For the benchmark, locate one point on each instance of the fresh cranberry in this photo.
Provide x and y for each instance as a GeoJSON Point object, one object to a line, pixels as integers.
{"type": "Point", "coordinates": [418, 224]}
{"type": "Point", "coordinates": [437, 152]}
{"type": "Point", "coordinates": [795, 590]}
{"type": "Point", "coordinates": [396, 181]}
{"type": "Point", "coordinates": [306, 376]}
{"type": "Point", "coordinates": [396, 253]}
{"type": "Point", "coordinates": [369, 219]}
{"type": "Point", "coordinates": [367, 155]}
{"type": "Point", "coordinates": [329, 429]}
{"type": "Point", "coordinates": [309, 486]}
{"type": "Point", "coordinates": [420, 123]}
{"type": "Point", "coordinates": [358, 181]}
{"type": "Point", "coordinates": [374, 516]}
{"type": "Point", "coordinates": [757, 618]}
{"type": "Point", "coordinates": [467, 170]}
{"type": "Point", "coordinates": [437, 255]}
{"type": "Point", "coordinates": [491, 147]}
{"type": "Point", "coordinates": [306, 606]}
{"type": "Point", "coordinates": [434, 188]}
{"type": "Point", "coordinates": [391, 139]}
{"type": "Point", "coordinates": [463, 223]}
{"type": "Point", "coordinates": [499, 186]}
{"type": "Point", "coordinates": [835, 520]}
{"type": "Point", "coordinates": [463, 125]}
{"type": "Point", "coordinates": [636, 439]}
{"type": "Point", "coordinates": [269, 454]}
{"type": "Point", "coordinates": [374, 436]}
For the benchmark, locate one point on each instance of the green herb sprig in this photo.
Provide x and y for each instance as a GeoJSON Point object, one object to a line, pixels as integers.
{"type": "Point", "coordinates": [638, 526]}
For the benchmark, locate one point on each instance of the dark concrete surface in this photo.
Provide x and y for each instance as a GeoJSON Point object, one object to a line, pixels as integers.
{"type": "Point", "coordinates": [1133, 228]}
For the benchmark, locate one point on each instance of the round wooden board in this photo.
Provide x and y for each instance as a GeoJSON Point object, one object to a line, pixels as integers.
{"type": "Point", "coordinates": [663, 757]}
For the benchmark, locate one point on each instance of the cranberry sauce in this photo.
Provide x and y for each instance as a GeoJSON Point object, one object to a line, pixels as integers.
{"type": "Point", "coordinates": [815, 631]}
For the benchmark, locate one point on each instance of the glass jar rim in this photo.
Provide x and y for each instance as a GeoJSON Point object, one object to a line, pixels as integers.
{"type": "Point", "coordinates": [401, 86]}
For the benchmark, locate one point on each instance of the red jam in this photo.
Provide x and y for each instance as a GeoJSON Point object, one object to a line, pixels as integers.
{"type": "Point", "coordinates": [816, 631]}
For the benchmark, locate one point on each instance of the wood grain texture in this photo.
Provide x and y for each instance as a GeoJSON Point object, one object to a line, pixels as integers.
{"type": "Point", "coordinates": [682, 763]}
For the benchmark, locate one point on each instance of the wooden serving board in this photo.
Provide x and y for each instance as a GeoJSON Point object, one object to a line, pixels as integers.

__The exercise__
Echo back every line of the records above verbatim.

__Reply to the task__
For the benchmark, locate one point on each instance of the fresh cranberry in this photo.
Provide x and y for each instance as a GeoJSON Point object, one object to a line, pixels as integers.
{"type": "Point", "coordinates": [418, 224]}
{"type": "Point", "coordinates": [437, 152]}
{"type": "Point", "coordinates": [795, 590]}
{"type": "Point", "coordinates": [396, 181]}
{"type": "Point", "coordinates": [306, 376]}
{"type": "Point", "coordinates": [396, 253]}
{"type": "Point", "coordinates": [369, 219]}
{"type": "Point", "coordinates": [367, 155]}
{"type": "Point", "coordinates": [329, 429]}
{"type": "Point", "coordinates": [309, 486]}
{"type": "Point", "coordinates": [420, 123]}
{"type": "Point", "coordinates": [358, 181]}
{"type": "Point", "coordinates": [374, 516]}
{"type": "Point", "coordinates": [757, 618]}
{"type": "Point", "coordinates": [467, 170]}
{"type": "Point", "coordinates": [437, 255]}
{"type": "Point", "coordinates": [491, 147]}
{"type": "Point", "coordinates": [306, 606]}
{"type": "Point", "coordinates": [434, 188]}
{"type": "Point", "coordinates": [391, 139]}
{"type": "Point", "coordinates": [463, 223]}
{"type": "Point", "coordinates": [499, 186]}
{"type": "Point", "coordinates": [835, 520]}
{"type": "Point", "coordinates": [463, 125]}
{"type": "Point", "coordinates": [636, 439]}
{"type": "Point", "coordinates": [269, 454]}
{"type": "Point", "coordinates": [374, 436]}
For the benchmark, locate one point on each instance of the green herb sprig in this photo.
Provide x and y for each instance as a GeoJSON Point object, one object to a line, pixels as integers.
{"type": "Point", "coordinates": [638, 526]}
For the benchmark, locate one point on each instance of the dark concrete surface in this photo.
Provide x and y for each instance as a GeoJSON Point object, one object to a line, pixels as integers.
{"type": "Point", "coordinates": [1133, 228]}
For the benchmark, locate one point on each instance of the round wooden board in this photo.
Provide x and y for each instance as a GeoJSON Point object, one object to a line, pixels as integers.
{"type": "Point", "coordinates": [663, 757]}
For the benchmark, locate one point on each instance of the cranberry sauce in this photo.
Provide x and y for each instance as a GeoJSON Point object, one object to a line, pixels as integers.
{"type": "Point", "coordinates": [815, 631]}
For the benchmark, locate one point on each instance of the glass jar rim in this photo.
Provide x and y for each instance as a GeoJSON Point object, one object to a line, pixels as integers.
{"type": "Point", "coordinates": [401, 86]}
For the benchmark, locate one point on each instance of the red jam in this photo.
Provide x and y for each instance as a GeoJSON Point object, one object to a line, pixels as integers.
{"type": "Point", "coordinates": [816, 631]}
For the benchmark, locate one point on each instance of the wood grain texture in this photo.
Provide x and y for each instance as a GeoJSON Point object, one object to a line, pixels as integers.
{"type": "Point", "coordinates": [682, 763]}
For the benchmark, locate one point on each instance of the wooden serving board in this photo.
Provide x and y for each instance as a GeoJSON Point object, one object to a line, pixels as integers.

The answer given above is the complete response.